AIM OF THE TASK: Starting at the line that contains "Target: patterned tank top", write out each line through the end of the data below, exactly as it stands. Skip any pictures.

(Photo-based referring expression data)
:::::

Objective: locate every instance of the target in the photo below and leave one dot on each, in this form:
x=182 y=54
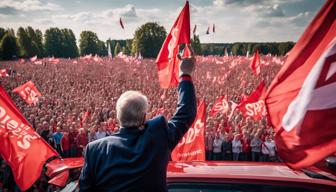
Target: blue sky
x=235 y=20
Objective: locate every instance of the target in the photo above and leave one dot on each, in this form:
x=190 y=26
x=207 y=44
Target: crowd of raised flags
x=288 y=105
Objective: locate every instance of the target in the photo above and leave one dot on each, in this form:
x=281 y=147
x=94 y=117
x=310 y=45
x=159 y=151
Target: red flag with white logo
x=221 y=105
x=167 y=61
x=192 y=145
x=301 y=99
x=28 y=92
x=255 y=64
x=254 y=105
x=22 y=148
x=121 y=23
x=4 y=73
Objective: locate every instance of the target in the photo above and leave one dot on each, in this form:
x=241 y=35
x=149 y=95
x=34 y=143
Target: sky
x=235 y=20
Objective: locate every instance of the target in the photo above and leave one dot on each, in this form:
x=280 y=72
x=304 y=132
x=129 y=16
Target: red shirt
x=65 y=142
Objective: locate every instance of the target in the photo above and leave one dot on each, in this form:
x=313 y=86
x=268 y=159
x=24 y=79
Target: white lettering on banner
x=255 y=108
x=16 y=129
x=310 y=98
x=192 y=133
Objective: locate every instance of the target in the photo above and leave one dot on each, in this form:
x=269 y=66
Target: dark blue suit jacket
x=134 y=160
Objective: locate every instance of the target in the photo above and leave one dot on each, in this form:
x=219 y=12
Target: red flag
x=194 y=30
x=28 y=92
x=121 y=23
x=32 y=59
x=301 y=99
x=167 y=61
x=254 y=105
x=22 y=148
x=255 y=65
x=208 y=31
x=192 y=146
x=4 y=73
x=220 y=105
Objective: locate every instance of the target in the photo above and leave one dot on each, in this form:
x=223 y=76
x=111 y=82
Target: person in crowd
x=268 y=150
x=227 y=148
x=208 y=145
x=236 y=147
x=65 y=143
x=140 y=144
x=82 y=141
x=57 y=140
x=217 y=147
x=256 y=147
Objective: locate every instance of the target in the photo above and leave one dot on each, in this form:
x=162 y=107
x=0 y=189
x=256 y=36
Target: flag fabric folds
x=221 y=105
x=255 y=64
x=28 y=92
x=192 y=145
x=167 y=61
x=22 y=148
x=301 y=99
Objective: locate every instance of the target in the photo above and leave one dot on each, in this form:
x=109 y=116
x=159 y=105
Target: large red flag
x=192 y=146
x=254 y=105
x=167 y=61
x=301 y=100
x=22 y=148
x=121 y=23
x=221 y=105
x=255 y=64
x=28 y=92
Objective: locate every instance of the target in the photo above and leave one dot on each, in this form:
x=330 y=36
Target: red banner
x=22 y=148
x=301 y=100
x=221 y=105
x=192 y=146
x=28 y=92
x=254 y=105
x=167 y=61
x=255 y=65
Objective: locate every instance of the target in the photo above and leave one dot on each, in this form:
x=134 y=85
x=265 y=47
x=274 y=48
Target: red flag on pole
x=167 y=61
x=221 y=105
x=192 y=145
x=208 y=31
x=254 y=105
x=255 y=65
x=121 y=23
x=28 y=92
x=22 y=148
x=301 y=99
x=194 y=30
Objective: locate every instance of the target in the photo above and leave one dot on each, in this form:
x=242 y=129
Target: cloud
x=28 y=5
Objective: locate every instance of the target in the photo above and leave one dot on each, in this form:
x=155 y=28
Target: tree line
x=148 y=38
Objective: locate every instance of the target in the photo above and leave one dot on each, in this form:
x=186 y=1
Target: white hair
x=131 y=108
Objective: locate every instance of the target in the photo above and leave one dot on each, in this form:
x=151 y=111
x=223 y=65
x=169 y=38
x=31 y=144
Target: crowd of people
x=78 y=101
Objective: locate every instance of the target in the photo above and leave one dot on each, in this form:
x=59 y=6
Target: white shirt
x=236 y=146
x=268 y=148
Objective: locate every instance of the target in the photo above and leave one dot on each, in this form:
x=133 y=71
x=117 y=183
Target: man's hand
x=187 y=64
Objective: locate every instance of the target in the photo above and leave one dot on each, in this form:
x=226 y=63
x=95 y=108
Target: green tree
x=196 y=45
x=8 y=46
x=148 y=40
x=88 y=43
x=117 y=49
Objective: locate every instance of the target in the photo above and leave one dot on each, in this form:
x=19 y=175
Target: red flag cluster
x=301 y=99
x=221 y=105
x=167 y=61
x=28 y=92
x=22 y=148
x=192 y=146
x=254 y=105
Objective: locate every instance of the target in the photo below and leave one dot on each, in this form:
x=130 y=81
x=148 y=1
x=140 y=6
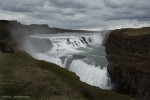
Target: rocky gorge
x=128 y=53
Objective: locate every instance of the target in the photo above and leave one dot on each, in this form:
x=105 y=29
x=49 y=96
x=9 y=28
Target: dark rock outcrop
x=128 y=53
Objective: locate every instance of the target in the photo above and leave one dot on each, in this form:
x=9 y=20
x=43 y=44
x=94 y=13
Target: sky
x=79 y=14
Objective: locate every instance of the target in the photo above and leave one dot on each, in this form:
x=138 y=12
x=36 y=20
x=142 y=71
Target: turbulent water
x=81 y=53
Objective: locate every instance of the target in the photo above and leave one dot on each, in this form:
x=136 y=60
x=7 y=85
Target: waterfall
x=80 y=53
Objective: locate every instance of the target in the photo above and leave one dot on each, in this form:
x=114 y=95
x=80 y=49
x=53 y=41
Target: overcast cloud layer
x=78 y=14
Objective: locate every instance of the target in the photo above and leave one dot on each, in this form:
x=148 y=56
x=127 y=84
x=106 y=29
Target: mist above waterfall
x=82 y=53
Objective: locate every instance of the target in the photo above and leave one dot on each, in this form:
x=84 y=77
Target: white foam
x=91 y=74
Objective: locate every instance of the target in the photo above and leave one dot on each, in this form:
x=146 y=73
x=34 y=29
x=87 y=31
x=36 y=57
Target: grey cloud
x=78 y=14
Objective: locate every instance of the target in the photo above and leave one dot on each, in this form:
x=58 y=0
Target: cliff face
x=128 y=53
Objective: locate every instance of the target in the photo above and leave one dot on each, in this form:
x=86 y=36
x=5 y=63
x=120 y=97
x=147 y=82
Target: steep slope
x=128 y=53
x=24 y=77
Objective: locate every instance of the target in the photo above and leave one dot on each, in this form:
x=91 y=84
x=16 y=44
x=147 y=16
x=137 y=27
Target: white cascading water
x=78 y=52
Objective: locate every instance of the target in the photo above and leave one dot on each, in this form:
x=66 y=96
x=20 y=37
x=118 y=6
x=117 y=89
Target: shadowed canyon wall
x=128 y=53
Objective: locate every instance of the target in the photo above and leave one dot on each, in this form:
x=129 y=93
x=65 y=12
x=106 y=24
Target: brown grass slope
x=21 y=75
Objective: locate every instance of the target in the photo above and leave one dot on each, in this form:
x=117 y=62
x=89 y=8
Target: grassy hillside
x=21 y=75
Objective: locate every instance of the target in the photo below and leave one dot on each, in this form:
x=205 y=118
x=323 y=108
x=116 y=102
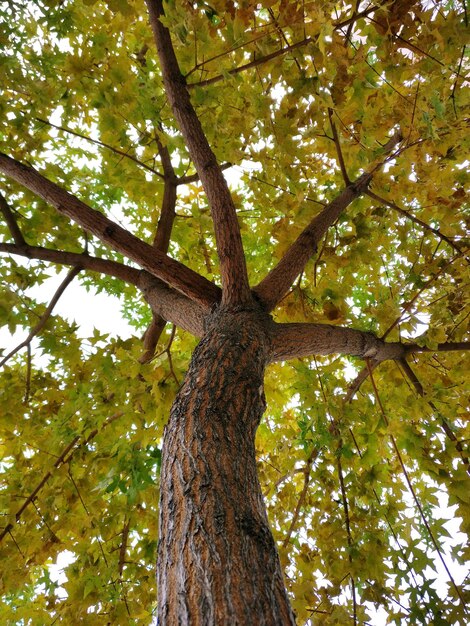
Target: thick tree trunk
x=217 y=560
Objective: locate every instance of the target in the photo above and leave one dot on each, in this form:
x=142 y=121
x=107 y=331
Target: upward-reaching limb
x=277 y=283
x=235 y=287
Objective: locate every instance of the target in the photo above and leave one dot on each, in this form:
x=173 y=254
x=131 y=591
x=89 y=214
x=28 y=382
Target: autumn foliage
x=342 y=132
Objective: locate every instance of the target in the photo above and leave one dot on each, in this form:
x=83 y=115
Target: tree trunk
x=217 y=560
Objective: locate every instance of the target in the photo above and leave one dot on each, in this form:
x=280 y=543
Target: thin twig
x=413 y=218
x=415 y=497
x=45 y=316
x=339 y=152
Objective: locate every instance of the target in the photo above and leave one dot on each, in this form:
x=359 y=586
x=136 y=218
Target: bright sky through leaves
x=297 y=99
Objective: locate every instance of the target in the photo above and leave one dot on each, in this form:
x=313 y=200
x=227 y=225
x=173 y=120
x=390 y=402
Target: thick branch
x=11 y=222
x=290 y=341
x=235 y=287
x=279 y=280
x=164 y=301
x=161 y=242
x=157 y=263
x=173 y=306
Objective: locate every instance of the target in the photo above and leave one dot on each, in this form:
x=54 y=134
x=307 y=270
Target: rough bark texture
x=290 y=341
x=218 y=562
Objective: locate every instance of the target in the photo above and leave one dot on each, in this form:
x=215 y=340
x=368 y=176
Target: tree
x=328 y=280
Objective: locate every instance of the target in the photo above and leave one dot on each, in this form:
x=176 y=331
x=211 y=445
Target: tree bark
x=217 y=559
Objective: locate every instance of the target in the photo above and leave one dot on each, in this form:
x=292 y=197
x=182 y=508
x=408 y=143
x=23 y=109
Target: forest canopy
x=363 y=462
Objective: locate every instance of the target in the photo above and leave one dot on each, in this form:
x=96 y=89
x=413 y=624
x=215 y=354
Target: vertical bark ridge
x=218 y=563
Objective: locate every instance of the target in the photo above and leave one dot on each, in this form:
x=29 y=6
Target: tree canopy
x=310 y=108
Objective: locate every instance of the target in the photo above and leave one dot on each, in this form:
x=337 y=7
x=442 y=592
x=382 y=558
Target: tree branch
x=290 y=341
x=64 y=457
x=45 y=316
x=85 y=261
x=101 y=144
x=277 y=283
x=175 y=274
x=409 y=373
x=414 y=219
x=161 y=242
x=279 y=280
x=234 y=277
x=339 y=152
x=170 y=304
x=254 y=63
x=11 y=222
x=441 y=347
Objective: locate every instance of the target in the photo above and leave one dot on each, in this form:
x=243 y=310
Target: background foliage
x=360 y=479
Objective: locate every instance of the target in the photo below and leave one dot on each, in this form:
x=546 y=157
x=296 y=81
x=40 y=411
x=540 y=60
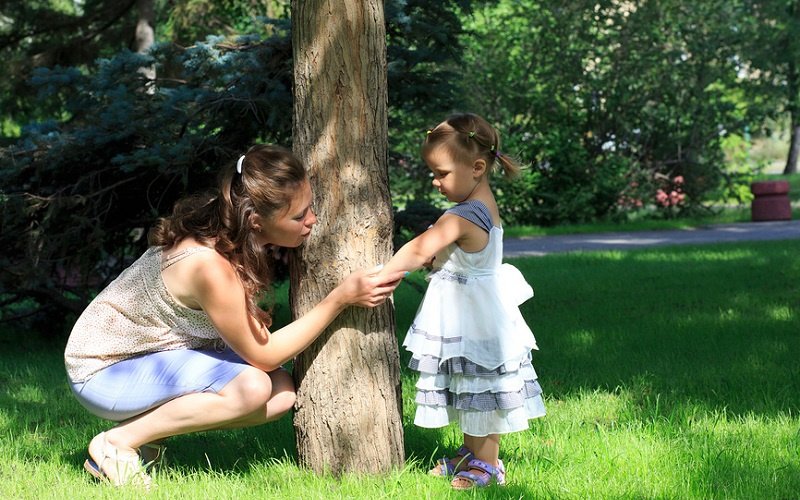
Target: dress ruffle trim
x=486 y=401
x=461 y=365
x=481 y=423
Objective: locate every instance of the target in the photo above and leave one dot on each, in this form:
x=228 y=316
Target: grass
x=668 y=373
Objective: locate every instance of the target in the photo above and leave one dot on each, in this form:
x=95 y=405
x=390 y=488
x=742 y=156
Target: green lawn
x=668 y=373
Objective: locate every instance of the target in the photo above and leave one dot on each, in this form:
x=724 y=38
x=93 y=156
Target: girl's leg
x=486 y=449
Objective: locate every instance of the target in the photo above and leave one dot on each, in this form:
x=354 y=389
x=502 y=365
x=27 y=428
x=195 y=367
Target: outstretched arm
x=414 y=254
x=220 y=293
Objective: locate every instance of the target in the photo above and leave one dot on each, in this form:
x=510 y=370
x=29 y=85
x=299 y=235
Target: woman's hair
x=262 y=182
x=468 y=137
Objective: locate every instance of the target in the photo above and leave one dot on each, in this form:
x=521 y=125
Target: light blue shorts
x=133 y=386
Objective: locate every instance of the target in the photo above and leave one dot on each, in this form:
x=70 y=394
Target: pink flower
x=662 y=197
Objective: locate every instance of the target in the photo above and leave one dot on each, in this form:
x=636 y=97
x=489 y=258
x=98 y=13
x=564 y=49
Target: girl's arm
x=414 y=254
x=222 y=297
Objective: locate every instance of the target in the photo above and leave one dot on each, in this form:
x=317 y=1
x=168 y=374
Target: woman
x=178 y=344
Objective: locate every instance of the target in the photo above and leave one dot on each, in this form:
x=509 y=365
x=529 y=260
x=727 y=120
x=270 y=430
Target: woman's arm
x=222 y=296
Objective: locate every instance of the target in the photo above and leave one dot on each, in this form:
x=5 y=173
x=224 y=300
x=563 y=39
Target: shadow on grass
x=714 y=328
x=718 y=326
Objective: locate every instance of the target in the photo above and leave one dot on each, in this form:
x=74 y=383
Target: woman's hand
x=366 y=289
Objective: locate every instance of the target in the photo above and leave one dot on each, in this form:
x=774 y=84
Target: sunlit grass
x=668 y=373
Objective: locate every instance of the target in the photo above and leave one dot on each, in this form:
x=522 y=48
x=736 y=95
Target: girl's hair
x=468 y=137
x=270 y=177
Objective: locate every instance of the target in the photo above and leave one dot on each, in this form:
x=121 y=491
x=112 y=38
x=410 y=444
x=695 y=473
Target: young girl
x=469 y=341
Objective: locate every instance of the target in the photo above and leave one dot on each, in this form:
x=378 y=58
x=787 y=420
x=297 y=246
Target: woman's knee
x=251 y=389
x=283 y=393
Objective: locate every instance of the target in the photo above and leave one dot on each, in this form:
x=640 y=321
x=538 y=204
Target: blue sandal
x=446 y=467
x=479 y=480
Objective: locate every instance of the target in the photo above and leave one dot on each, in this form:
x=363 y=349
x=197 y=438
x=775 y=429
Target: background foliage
x=618 y=109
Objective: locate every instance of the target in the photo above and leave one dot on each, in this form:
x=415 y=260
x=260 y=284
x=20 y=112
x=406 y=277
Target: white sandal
x=152 y=454
x=108 y=463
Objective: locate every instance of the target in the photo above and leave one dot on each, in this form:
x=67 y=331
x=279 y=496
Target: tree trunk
x=348 y=412
x=145 y=37
x=793 y=87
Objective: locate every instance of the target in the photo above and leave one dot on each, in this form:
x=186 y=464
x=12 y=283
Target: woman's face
x=289 y=228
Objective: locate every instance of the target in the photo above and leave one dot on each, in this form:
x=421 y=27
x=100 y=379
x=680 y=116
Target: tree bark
x=145 y=37
x=794 y=146
x=348 y=412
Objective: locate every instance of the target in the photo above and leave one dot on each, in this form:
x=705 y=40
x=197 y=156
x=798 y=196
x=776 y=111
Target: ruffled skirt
x=472 y=349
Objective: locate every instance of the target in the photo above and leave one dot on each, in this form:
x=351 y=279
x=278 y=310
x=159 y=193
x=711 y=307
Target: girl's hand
x=366 y=289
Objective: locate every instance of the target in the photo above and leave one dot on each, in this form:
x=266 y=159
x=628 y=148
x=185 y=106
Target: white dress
x=470 y=343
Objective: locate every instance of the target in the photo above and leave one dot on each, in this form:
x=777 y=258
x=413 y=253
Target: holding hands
x=369 y=288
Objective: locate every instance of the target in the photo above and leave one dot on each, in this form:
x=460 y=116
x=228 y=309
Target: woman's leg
x=253 y=397
x=176 y=392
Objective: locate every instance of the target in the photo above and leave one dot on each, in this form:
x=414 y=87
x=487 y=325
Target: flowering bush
x=670 y=196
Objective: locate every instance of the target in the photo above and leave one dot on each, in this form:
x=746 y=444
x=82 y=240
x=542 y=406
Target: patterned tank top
x=134 y=315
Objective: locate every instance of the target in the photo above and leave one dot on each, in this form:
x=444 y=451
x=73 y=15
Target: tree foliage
x=606 y=100
x=104 y=154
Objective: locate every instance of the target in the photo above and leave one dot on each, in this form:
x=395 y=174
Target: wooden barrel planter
x=770 y=201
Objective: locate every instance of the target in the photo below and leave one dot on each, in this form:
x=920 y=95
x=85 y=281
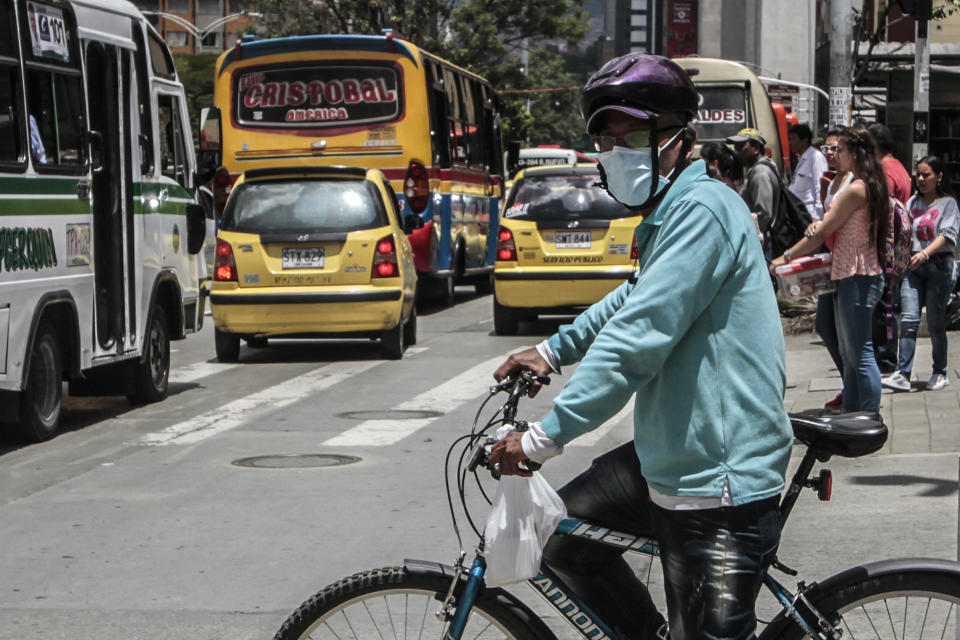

:::::

SOLUTION TO THE PROBLEM:
Target: patterned tank top
x=134 y=315
Objective: locate every instance of the target in the photo above and leave one dot on each, in this form:
x=444 y=451
x=73 y=15
Target: tree foliage
x=606 y=100
x=104 y=154
Objective: locate every instance of the target in the photo above and leave one dot on each, in this form:
x=395 y=174
Target: wooden barrel planter
x=770 y=201
Objective: locate every instance of the target in the photo below and leave one dot on each, in this form:
x=920 y=95
x=85 y=281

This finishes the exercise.